[Start Recorded information]

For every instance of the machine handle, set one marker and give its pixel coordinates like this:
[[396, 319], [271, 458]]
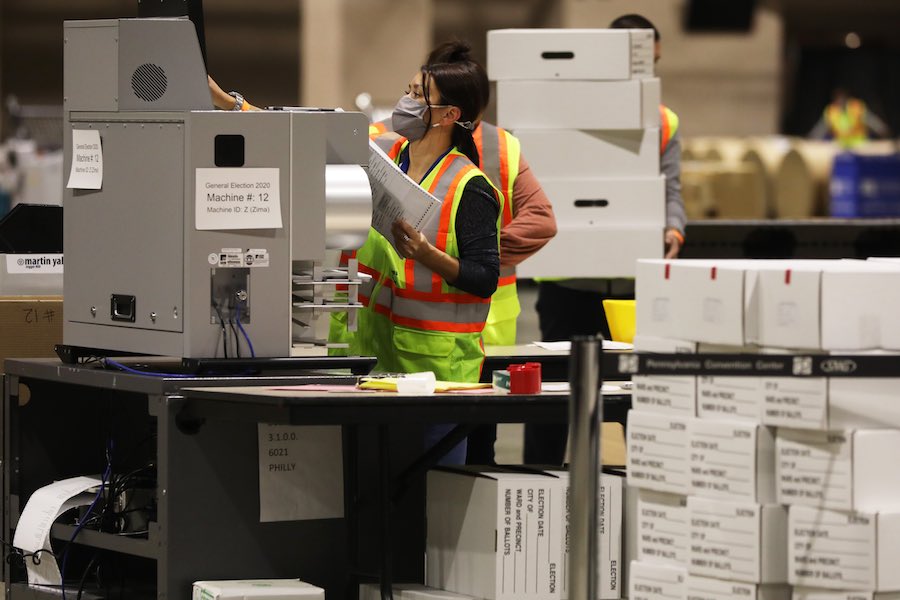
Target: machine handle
[[588, 203], [559, 55]]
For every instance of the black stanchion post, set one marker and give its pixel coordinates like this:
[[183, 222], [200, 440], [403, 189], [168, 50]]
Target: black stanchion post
[[585, 417]]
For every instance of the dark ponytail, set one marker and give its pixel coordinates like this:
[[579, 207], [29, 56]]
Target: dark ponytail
[[463, 83]]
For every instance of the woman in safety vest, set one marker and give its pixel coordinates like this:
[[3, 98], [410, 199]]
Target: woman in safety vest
[[429, 296]]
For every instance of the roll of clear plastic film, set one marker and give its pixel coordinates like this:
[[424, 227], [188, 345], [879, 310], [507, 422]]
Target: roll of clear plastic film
[[348, 206]]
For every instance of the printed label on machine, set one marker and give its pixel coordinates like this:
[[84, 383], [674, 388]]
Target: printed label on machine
[[34, 264], [237, 199], [87, 160]]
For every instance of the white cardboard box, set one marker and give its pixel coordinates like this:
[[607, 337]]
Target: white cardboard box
[[801, 593], [409, 591], [841, 550], [841, 305], [840, 470], [575, 153], [636, 202], [656, 582], [800, 402], [707, 588], [835, 404], [732, 460], [663, 535], [256, 589], [658, 452], [587, 54], [738, 541], [729, 398], [490, 535], [578, 104], [595, 250]]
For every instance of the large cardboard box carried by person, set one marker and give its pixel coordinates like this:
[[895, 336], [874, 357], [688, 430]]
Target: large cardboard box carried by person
[[579, 54], [256, 589], [839, 470], [30, 326], [732, 460], [647, 581], [844, 550], [578, 104]]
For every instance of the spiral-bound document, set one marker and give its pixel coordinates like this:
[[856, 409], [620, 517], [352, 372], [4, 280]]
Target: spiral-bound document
[[396, 196]]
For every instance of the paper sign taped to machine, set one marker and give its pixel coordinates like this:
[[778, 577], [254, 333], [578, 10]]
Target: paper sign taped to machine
[[87, 160], [237, 199], [300, 473], [396, 196]]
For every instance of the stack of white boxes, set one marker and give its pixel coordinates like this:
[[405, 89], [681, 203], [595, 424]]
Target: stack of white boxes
[[748, 484], [503, 534], [585, 105]]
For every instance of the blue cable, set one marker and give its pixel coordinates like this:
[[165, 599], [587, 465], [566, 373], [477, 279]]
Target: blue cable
[[237, 311], [84, 519], [127, 369]]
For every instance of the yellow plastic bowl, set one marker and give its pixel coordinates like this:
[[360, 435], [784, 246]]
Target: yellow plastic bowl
[[620, 316]]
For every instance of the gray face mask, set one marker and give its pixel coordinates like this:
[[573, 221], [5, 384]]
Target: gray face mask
[[407, 119]]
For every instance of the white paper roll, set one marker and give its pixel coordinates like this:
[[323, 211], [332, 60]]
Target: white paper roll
[[348, 207]]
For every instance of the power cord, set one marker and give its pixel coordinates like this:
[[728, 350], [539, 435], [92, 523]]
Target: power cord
[[103, 479]]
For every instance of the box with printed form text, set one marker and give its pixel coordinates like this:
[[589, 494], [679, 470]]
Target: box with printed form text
[[840, 470], [844, 550], [578, 54]]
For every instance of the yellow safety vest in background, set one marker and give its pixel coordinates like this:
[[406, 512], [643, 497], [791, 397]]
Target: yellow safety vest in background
[[668, 123], [847, 123]]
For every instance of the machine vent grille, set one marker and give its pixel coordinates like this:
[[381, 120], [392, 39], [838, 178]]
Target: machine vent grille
[[149, 82]]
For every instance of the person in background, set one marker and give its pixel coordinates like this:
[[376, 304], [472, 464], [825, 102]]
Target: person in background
[[570, 307], [429, 297], [227, 100], [527, 225], [848, 121]]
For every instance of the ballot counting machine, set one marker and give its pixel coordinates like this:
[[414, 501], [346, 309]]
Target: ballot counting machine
[[191, 232]]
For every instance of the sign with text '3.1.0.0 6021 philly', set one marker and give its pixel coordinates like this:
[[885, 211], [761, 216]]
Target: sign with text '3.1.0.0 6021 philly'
[[237, 199]]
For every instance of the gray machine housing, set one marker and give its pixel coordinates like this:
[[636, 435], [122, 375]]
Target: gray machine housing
[[140, 277]]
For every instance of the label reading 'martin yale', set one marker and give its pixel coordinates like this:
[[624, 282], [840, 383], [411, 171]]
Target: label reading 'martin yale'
[[671, 395], [657, 452], [795, 402], [725, 539], [728, 398], [723, 459]]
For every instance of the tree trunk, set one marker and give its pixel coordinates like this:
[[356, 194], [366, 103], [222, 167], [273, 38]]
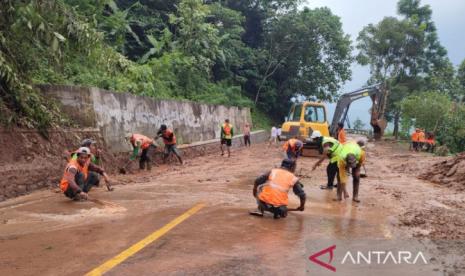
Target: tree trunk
[[396, 125]]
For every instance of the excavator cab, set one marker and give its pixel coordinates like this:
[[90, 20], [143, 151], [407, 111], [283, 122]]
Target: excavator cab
[[303, 119]]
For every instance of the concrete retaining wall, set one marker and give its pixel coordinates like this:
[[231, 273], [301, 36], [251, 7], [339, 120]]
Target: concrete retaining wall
[[115, 114]]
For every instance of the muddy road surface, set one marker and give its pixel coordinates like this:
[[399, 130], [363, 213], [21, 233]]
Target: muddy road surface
[[46, 234]]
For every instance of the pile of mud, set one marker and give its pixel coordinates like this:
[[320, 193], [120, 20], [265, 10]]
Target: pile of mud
[[29, 161], [450, 172]]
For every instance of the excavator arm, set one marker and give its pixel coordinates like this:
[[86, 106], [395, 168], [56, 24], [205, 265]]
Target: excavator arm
[[378, 94]]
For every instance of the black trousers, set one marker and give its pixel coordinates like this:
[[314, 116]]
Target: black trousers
[[247, 140], [355, 181], [331, 171], [84, 183], [277, 212], [145, 159]]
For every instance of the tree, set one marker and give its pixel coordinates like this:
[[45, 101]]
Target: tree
[[406, 54], [461, 82], [419, 109], [306, 53], [358, 124]]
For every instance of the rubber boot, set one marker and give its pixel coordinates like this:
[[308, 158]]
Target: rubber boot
[[355, 190]]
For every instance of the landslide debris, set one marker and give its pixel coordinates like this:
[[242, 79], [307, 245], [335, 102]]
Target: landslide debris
[[450, 172]]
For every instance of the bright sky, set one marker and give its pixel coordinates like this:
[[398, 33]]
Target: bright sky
[[448, 15]]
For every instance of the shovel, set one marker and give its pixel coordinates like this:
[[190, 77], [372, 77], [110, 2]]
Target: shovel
[[123, 169], [293, 210], [364, 175]]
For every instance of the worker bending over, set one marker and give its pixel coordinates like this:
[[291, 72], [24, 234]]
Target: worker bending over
[[293, 148], [271, 190], [416, 140], [331, 149], [142, 143], [341, 133], [80, 175], [351, 157], [227, 133], [169, 139], [430, 142]]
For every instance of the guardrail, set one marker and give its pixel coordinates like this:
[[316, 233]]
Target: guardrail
[[365, 132]]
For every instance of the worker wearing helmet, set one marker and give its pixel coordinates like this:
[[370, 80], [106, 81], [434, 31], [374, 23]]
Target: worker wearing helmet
[[331, 147], [227, 133], [293, 148], [271, 190], [80, 175], [341, 133], [141, 143], [94, 156], [416, 139], [95, 152], [169, 139], [351, 157]]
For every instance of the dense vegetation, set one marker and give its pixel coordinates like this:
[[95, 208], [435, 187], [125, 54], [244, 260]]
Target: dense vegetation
[[248, 53], [426, 91], [256, 53]]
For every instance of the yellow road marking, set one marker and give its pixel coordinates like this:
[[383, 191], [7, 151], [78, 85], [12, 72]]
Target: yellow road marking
[[105, 267]]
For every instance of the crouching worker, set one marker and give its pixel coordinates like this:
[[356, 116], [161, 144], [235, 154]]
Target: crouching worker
[[293, 148], [351, 157], [271, 190], [80, 175], [169, 139], [144, 143]]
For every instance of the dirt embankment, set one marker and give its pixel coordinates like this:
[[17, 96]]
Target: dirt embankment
[[29, 161], [450, 172]]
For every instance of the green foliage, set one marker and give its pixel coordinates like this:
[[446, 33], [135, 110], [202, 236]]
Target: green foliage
[[252, 54], [437, 113], [261, 120], [419, 108], [358, 124], [406, 54], [452, 131]]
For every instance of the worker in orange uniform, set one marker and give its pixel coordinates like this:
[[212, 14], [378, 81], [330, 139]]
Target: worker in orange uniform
[[81, 175], [142, 143], [415, 139], [430, 142], [293, 148], [341, 133], [421, 139], [271, 190], [227, 133], [169, 139], [351, 157]]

[End Recorded information]

- [Instructions to follow]:
Put the rows from the line containing "For every instance of the dirt" through the line containing "54], [452, 131]]" into a JSON list of strings, one string per line, leaving out any blank lines.

- [Reply to the task]:
[
  "For every instance of the dirt embankment, set one marker and give its pixel coordinates like this:",
  "[[17, 96]]",
  "Target: dirt embankment",
  "[[29, 161], [450, 172]]",
  "For every instance of the green foliage, set one marker and give its pixel coordinates like this:",
  "[[446, 33], [135, 110], [202, 236]]",
  "Target: green foliage",
  "[[252, 54], [437, 113], [261, 120], [419, 108], [358, 124], [406, 54], [452, 131]]"
]